Set task
Can you turn the lines below, starting at the line that contains "Question: For every instance of the black" and ending at the line that contains "[(244, 206), (278, 188), (212, 178)]", into a Markdown table with columns No. and Text, one numbered line per table row and blank lines left out?

Entries shown

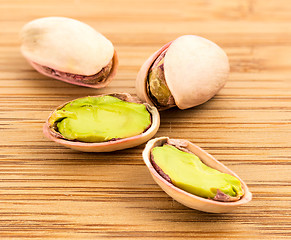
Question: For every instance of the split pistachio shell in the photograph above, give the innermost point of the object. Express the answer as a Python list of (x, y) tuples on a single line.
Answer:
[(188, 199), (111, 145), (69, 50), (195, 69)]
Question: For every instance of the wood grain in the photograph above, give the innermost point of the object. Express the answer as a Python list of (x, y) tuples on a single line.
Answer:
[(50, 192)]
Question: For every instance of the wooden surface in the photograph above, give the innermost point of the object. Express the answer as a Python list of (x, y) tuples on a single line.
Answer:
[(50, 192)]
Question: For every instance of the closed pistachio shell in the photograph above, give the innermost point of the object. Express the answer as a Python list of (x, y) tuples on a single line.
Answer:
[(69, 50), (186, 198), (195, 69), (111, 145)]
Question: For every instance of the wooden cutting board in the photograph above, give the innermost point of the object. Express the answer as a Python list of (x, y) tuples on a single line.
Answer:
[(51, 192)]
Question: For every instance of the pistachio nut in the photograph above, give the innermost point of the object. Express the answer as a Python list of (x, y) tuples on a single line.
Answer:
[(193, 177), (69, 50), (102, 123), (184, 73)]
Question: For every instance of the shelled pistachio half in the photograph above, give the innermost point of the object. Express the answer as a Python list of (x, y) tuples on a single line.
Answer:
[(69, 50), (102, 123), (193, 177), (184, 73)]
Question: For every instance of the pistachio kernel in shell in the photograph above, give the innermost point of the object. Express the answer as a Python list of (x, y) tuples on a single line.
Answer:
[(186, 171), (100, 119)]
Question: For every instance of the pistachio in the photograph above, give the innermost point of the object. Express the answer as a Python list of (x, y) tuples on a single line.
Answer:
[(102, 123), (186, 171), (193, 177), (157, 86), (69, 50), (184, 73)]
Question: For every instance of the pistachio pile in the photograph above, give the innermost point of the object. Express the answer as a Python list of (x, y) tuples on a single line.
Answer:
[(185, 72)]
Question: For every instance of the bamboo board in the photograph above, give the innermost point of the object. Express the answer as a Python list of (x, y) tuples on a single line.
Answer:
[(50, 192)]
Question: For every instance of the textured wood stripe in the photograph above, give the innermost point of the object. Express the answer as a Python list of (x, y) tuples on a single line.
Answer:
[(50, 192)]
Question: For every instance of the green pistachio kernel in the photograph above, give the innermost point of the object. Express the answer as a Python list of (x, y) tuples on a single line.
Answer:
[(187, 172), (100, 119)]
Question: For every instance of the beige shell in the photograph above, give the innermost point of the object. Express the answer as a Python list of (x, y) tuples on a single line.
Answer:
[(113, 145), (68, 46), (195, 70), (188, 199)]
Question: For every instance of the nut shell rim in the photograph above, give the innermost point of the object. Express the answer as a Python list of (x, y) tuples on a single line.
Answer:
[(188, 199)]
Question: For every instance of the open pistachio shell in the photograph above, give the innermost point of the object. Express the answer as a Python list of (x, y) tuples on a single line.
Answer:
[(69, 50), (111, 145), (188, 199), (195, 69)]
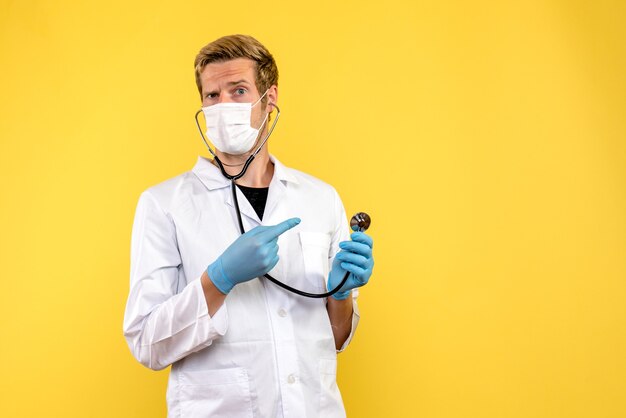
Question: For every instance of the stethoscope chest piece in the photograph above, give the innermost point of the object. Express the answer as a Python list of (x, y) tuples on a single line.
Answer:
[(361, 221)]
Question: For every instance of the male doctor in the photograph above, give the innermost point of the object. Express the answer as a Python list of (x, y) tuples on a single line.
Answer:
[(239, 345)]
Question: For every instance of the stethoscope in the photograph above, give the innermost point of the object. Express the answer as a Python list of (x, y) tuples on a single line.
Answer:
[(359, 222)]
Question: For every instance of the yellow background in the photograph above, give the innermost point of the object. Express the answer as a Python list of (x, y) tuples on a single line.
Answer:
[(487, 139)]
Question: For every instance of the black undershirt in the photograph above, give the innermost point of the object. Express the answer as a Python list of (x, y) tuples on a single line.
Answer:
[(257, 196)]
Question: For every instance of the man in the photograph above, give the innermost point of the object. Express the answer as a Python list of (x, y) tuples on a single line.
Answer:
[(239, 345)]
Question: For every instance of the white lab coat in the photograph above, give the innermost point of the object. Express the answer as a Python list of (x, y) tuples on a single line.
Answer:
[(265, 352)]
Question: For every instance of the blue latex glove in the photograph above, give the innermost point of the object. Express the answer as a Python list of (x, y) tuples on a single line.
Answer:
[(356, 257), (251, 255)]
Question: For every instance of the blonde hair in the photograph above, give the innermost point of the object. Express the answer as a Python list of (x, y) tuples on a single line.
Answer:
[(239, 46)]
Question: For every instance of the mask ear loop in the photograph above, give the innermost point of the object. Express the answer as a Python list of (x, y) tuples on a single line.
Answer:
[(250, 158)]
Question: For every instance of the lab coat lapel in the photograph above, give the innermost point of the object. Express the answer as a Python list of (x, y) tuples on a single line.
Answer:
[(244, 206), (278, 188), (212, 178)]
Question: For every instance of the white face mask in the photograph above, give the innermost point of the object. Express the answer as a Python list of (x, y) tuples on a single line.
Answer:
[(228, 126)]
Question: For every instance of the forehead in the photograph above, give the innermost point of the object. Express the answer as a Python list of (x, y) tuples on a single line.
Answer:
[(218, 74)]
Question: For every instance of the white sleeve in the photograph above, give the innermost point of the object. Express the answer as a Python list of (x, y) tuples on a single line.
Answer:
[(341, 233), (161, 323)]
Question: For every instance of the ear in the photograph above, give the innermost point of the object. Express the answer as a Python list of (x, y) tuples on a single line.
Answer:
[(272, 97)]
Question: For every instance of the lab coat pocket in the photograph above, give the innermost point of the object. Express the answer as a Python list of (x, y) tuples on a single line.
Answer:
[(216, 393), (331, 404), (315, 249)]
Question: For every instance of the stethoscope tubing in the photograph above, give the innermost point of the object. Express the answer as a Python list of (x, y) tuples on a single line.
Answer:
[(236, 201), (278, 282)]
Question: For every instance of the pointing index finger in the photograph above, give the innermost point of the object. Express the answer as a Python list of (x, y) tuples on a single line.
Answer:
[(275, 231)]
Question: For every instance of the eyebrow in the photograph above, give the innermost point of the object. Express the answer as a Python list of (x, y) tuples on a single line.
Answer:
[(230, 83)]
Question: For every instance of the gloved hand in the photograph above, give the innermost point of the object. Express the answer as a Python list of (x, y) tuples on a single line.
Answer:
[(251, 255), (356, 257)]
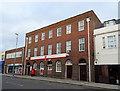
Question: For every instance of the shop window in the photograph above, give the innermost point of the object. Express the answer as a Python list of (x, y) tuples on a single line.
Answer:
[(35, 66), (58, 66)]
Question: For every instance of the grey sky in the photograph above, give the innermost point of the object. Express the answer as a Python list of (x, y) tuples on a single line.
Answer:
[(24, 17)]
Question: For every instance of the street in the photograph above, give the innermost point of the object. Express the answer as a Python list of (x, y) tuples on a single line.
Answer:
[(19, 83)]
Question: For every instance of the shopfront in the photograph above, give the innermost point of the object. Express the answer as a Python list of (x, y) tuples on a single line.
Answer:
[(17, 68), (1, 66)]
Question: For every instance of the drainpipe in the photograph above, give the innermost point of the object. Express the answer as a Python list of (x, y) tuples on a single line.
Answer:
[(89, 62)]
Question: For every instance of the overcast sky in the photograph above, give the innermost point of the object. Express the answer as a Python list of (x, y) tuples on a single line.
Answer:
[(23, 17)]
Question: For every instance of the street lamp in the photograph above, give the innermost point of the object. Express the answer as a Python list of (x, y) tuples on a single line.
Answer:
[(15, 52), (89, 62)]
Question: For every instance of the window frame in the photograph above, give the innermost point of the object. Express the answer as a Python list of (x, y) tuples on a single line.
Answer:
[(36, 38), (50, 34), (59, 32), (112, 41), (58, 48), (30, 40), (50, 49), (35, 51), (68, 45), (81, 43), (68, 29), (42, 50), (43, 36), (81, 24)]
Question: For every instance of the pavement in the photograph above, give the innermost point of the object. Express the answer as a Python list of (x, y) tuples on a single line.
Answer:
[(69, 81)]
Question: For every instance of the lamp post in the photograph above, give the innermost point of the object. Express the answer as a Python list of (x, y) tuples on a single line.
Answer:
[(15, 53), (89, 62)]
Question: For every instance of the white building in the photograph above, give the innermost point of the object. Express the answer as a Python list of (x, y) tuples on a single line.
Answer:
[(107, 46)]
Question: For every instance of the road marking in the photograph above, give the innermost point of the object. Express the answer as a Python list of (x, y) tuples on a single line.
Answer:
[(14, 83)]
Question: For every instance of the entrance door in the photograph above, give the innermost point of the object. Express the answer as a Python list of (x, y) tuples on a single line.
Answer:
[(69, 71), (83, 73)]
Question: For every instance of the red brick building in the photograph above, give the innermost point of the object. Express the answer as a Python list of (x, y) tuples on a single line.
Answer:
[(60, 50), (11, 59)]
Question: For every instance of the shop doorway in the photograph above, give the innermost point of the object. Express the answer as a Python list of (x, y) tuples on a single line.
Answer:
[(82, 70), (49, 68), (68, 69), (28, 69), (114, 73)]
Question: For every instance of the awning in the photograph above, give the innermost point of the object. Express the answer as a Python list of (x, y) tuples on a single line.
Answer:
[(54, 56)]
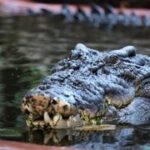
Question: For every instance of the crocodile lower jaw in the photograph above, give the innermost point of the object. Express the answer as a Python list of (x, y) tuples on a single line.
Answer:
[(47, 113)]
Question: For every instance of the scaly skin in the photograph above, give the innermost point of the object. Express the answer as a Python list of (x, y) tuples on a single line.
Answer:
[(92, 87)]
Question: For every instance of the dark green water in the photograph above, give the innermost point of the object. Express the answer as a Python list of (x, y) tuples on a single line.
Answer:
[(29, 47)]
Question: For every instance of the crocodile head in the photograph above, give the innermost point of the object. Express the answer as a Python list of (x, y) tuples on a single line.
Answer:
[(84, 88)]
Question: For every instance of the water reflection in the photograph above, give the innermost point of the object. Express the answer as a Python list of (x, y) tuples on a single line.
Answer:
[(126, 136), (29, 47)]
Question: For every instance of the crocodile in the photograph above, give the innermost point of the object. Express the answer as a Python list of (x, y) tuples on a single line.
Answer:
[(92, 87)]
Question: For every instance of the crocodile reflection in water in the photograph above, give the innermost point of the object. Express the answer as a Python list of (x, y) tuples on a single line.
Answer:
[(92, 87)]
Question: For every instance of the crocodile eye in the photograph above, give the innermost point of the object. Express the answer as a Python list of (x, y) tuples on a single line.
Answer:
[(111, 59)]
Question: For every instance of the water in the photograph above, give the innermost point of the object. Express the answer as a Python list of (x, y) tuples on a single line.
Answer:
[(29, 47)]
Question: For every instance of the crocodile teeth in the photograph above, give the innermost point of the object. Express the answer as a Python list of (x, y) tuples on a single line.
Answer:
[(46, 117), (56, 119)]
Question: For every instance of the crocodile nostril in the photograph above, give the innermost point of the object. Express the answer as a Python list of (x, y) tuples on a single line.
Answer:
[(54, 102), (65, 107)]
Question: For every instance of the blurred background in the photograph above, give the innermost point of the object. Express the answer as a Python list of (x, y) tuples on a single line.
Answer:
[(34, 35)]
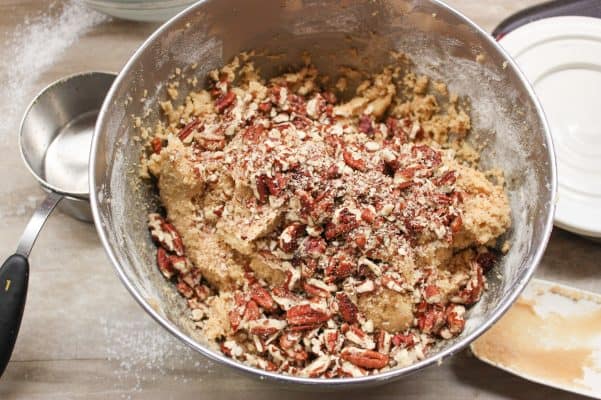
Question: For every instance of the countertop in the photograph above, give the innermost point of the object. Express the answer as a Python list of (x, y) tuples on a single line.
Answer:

Full answer
| No. | Text |
|---|---|
| 1 | Question: For every instance of the black undershirt in the photograph above, give the innermost point of the object. Express the answer as a Python list of (x, y) tuples on a single line. |
| 2 | Answer: |
| 3 | [(257, 196)] |
| 4 | Question: For every instance of the man in the photograph above, give the innermost point of the object. Express the answer as a Python list of (x, y) tuples on a single line. |
| 5 | Answer: |
| 6 | [(239, 345)] |
| 7 | Question: For every instance of the white lab coat in the photograph above, give the innermost point of the object. Express the answer as a Python list of (x, y) tuples on a single line. |
| 8 | Answer: |
| 9 | [(265, 352)] |
| 10 | Question: For every instance of the blue latex glove in the photograph above, give the innermost point of the object. Express the answer as a Python list of (x, y) tuples on a single line. |
| 11 | Answer: |
| 12 | [(356, 257), (251, 255)] |
| 13 | Question: For every instance of the blonde hair in the photograph above, give the innermost point of the object. Express the answer as a Python list of (x, y) tuples on a single line. |
| 14 | Answer: |
| 15 | [(239, 46)] |
| 16 | Question: For every instance of the mask ear loop in the photograph above, give the innermost point of the object. Express the answer as a Python list of (x, y) tuples on a single line. |
| 17 | Answer: |
| 18 | [(250, 158)] |
| 19 | Question: For every instance of the lab coat lapel in the photograph above, give the innermost point of the object. Express the answer as a Python list of (x, y) tuples on a single line. |
| 20 | Answer: |
| 21 | [(244, 206), (278, 188), (212, 178)] |